Task inputs:
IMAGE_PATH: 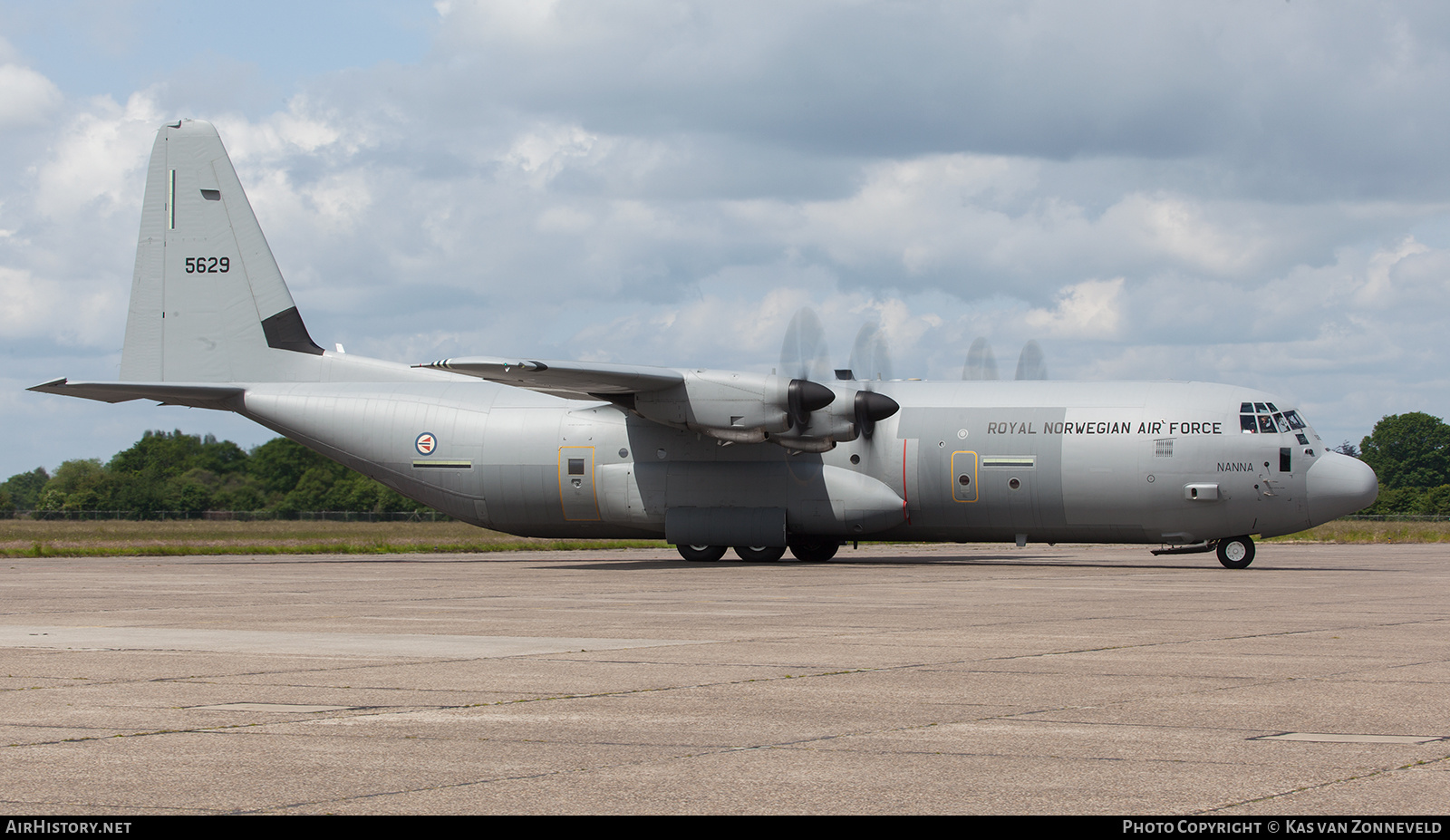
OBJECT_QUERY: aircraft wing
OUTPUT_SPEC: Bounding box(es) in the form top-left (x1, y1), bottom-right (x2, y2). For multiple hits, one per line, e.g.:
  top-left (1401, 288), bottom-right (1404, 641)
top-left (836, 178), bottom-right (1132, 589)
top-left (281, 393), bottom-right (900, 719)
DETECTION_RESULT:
top-left (26, 377), bottom-right (246, 410)
top-left (413, 355), bottom-right (684, 399)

Work instructions:
Lay out the rows as a Markdown table with the columns Number and Line text: begin at the first line of the rows and stop after the line that contains "top-left (26, 377), bottom-right (246, 410)", skipping blank lines. Leave the pictures out.

Result for this exercise:
| Number | Line text |
|---|---|
| 1 | IMAGE_PATH:  |
| 2 | OBJECT_QUERY: aircraft wing |
| 3 | OUTPUT_SPEC: Bounding box(es) in the form top-left (x1, y1), bottom-right (x2, y2). For multiple hits, one per line, e.g.: |
| 4 |   top-left (1401, 288), bottom-right (1404, 641) |
| 5 | top-left (836, 178), bottom-right (1132, 589) |
| 6 | top-left (281, 393), bottom-right (900, 719) |
| 7 | DETECTION_RESULT: |
| 8 | top-left (26, 377), bottom-right (246, 410) |